FAMÍLIA MULTIESPÉCIE NO DIREITO DE FAMÍLIA 

Keny de Melo Souza 

Graduanda no curso de Direito pelo Centro de Ensino Superior de São Gotardo 

1 CONCEITO DE FAMÍLIA 

1.1 O que vem a ser família? 

Cada um tem seu conceito e construção mental e moral de família, mas será que existe um padrão correto para o que seja a entidade familiar? A Constituição Federal de 1988, em seu artigo 226 , especificamente nos parágrafos 3° e 4°, assevera que, 

Art. 226. A família, base da sociedade, tem especial proteção do Estado. 

[….] 

§ 3º Para efeito da proteção do Estado, é reconhecida a união estável entre homem e mulher como entidade familiar, devendo a lei facilitar sua conversão em casamento. 

§ 4º Entende-se, também, como entidade familiar a comunidade formada por qualquer dos pais e seus descendentes. 

A Carta Magna, como apresentado acima, pontua que a família por se tratar de uma base da sociedade, deve ter especial proteção do Estado, consolidando a constituição familiar; como também, através da união estável.

## Dados fornecidos
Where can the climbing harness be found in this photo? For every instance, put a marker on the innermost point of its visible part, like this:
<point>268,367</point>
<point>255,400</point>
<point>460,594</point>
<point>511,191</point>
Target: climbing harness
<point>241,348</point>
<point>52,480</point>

## Tarefas a realizar
1/ No texto sobre família multiespécie, o que o § 4º do artigo 226 reconhece como entidade familiar?
2/ Escreva a continuação do texto sobre família multiespécie, começando logo após a última frase apresentada.

## Respostas por tarefa
1/ A comunidade formada por qualquer dos pais e seus descendentes.

2/
O Código Civil brasileiro não apresenta expressamente o conceito de família, mas traz em seu artigo 1.511 como se dá a constituição da entidade familiar ao contrair matrimônio, versando que “o casamento estabelece comunhão plena de vida, com base na igualdade de direito e deveres dos cônjuges ”; bem como reza o artigo 1.723, deste mesmo código, “é reconhecida como entidade familiar a união estável entre o homem e a mulher, configurada na convivência pública, contínua e duradoura e estabelecida com o objetivo de constituição de família ”. Ambos preceituam que a família surge com a vontade de dois indivíduos de constituírem família. 

Destarte, diante da presente panorâmica social, o Dicionário Houaiss traz um novo conceito de família como sendo o "núcleo social de pessoas unidas por laços afetivos, que geralmente compartilham o mesmo espaço e mantêm entre si uma relação solidária ". 

Para tanto, percebe-se que a entidade familiar, ou seja, a família, possui um caráter tradicionalista; porém, nos últimos anos vêm ganhando novos conceito e formato, transcendendo a mera composição conceitual ou moral, adequando-se ao cenário estrutural moderno.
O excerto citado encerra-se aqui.